*** Material supplied Section Begins ***

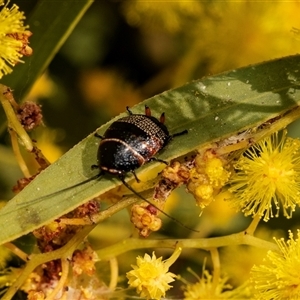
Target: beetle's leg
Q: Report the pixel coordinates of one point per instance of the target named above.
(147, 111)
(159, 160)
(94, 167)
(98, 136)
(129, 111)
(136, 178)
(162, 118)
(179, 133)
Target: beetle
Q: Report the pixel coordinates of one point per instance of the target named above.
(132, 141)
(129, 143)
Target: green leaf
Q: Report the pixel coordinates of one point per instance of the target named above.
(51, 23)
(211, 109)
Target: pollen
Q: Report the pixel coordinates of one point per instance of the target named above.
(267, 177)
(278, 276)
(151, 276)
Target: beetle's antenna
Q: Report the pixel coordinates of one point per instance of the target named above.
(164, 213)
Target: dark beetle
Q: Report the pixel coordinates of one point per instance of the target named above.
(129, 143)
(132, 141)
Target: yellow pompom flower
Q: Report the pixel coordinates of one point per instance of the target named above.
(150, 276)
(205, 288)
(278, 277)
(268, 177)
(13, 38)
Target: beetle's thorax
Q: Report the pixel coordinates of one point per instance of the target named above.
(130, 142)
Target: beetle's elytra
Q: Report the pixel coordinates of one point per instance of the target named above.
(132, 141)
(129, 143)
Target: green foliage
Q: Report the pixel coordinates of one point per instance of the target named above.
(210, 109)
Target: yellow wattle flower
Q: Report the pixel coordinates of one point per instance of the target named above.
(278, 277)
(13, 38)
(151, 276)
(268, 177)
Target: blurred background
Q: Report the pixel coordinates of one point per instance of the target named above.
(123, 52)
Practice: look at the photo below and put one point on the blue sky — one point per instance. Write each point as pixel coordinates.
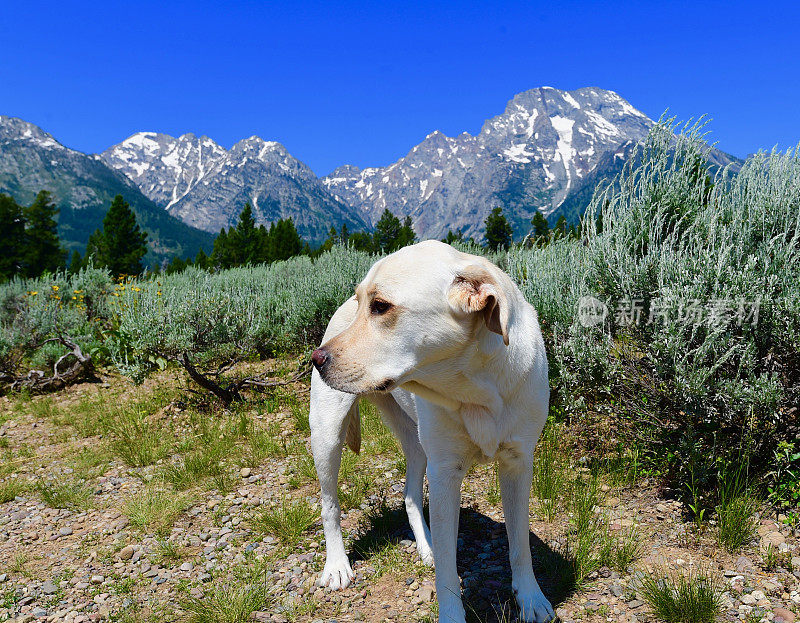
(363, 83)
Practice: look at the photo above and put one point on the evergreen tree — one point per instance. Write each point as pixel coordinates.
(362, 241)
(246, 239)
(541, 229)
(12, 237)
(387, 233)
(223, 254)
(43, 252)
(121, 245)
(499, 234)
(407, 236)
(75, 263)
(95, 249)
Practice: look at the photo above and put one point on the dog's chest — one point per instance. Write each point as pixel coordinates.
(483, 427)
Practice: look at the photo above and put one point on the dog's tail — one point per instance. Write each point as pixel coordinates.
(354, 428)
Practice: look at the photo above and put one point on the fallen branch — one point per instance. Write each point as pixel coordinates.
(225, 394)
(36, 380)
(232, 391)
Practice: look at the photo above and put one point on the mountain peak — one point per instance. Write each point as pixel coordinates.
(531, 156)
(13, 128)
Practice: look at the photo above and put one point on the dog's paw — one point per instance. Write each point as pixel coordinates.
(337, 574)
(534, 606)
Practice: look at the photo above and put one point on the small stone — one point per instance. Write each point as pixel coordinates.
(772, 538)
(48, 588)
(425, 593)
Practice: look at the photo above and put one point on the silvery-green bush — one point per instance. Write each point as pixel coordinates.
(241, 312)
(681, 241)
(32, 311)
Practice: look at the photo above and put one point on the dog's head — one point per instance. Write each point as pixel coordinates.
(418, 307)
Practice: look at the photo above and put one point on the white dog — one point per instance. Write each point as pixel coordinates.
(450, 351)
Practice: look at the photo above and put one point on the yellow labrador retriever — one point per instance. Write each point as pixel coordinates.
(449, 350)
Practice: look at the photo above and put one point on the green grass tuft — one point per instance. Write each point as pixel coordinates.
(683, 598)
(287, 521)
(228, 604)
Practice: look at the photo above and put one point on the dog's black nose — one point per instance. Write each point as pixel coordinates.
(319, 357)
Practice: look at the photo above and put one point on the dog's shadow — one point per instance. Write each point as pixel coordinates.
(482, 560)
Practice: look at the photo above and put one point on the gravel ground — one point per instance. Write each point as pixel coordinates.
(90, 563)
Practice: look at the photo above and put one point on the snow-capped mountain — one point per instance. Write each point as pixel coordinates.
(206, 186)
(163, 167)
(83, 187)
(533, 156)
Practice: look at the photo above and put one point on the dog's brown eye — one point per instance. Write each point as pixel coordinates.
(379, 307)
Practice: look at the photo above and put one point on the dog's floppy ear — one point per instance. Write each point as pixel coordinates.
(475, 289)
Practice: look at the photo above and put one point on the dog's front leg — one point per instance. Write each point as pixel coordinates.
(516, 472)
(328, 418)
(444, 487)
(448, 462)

*** Material supplied Section Ends ***

Activity: Your answer must be an exact copy of the records, minus any pictures.

Reply to the exercise:
Target: beetle's leg
Q: Report the pixel coordinates of one point per instance of the target named above.
(147, 111)
(159, 160)
(94, 167)
(98, 136)
(129, 111)
(136, 178)
(162, 118)
(179, 133)
Target: beetle
Q: Report the pixel coordinates of one point per instance of the target named above.
(132, 141)
(129, 143)
Target: green leaf
Q: Report the pixel coordinates of one point per instance of the target named above.
(51, 23)
(211, 109)
Target: pollen
Q: Report the pixel coordinates of one point per instance of the target named above.
(267, 177)
(278, 276)
(151, 276)
Target: beetle's antenna
Q: Report the pixel coordinates of one point per instance of the target named above.
(164, 213)
Target: dark beetle
Q: Report the pixel coordinates of one point per instance of the target named above.
(129, 143)
(132, 141)
Target: yellow pompom flower
Q: Report the pixel coordinates of one point per instance of the target named above.
(150, 276)
(205, 288)
(278, 277)
(268, 177)
(13, 38)
Target: beetle's thorax
Q: Report the pixel coordinates of one point per instance of the target named above.
(130, 142)
Target: beetle's elytra
Q: Report the pixel coordinates of one point per instance of the target named above.
(132, 141)
(129, 143)
Target: green foliage
Q: Report the pixel coordinates of one point per instance of the target named above.
(210, 109)
Target: yellow wattle flower
Q: Report the pixel coordinates of one point per instance of the target named above.
(278, 277)
(13, 38)
(151, 276)
(268, 177)
Target: blurred background
Q: Report the pixel coordinates of one point per instance of the target named above.
(123, 52)
Practice: look at the photo below and put one point on the blue sky — one point per instance. Write each point as pixel coordinates.
(363, 83)
Practice: look at the photo above and put one point on the evergreen tree — one point per instance. Write each point as pixel coordinates.
(362, 241)
(246, 239)
(541, 229)
(12, 237)
(387, 233)
(223, 254)
(43, 252)
(121, 245)
(499, 234)
(407, 236)
(75, 263)
(95, 249)
Practice: look at the photo above and put one point on the dog's chest — one point per instance. Write each point as pixel coordinates.
(483, 427)
Practice: look at the photo above and put one point on the dog's tail — one point per instance. Write each point as pixel coordinates.
(354, 428)
Practice: look at the photo above and put one point on the fallen branch — one point per instance. Write each point as pixel coordinates.
(225, 394)
(36, 380)
(232, 391)
Practice: look at the photo above and put one point on the mountain peak — one point per instance. Write each point as pixel coordinates.
(531, 156)
(13, 128)
Practice: look at the photo above and put one point on the dog's paw — one point per instance. Write each point as pixel coordinates.
(337, 574)
(534, 606)
Practice: look at the photo above and put one point on the small stone — one point per instance. Write each point as pixel coordinates.
(772, 538)
(48, 588)
(425, 593)
Practice: look at the photo above and put one point on the silvery-green bush — one point per instance. Write each point as pixel coordinates.
(241, 312)
(681, 241)
(32, 311)
Practice: look at the photo above and put one point on the dog's head — one point per instance. Write each point as pixel coordinates.
(418, 307)
Practice: look at the photo above and put one point on the white dog — one point per instance. Write each point as pixel coordinates.
(450, 351)
Practice: look at the photo above and put one point on the yellow labrador retriever — one point per instance. Write each point as pixel coordinates.
(449, 350)
Practice: look at the photo above and put one point on the green grass tuft — one point per instance. Write each point as pixel coordinates.
(683, 598)
(287, 521)
(228, 604)
Practice: look at the photo above and put one point on the dog's black nose — one point per instance. Write each point as pixel coordinates.
(319, 357)
Practice: look at the photo above and put one point on the dog's shadow — one point per instance. Write each point as pixel coordinates.
(482, 560)
Practice: look at the photo above and put one point on the gravel ground — one point per instance. Write each point as pixel coordinates.
(90, 563)
Practice: look at the photo above and put one point on the snow-capped mountain — one point per instance. Write each point as pixel coordinates.
(206, 186)
(163, 167)
(83, 187)
(533, 156)
Practice: look at the photo above and put one point on the dog's brown eye — one point per instance. Write each point as pixel coordinates.
(379, 307)
Practice: look at the photo above and put one point on the dog's floppy ear — one point per instance. Write each point as pixel coordinates.
(475, 289)
Practice: look at the photo above and put one point on the dog's front leg — one point per instance. Write each point as pixel coordinates.
(516, 472)
(328, 418)
(444, 487)
(448, 462)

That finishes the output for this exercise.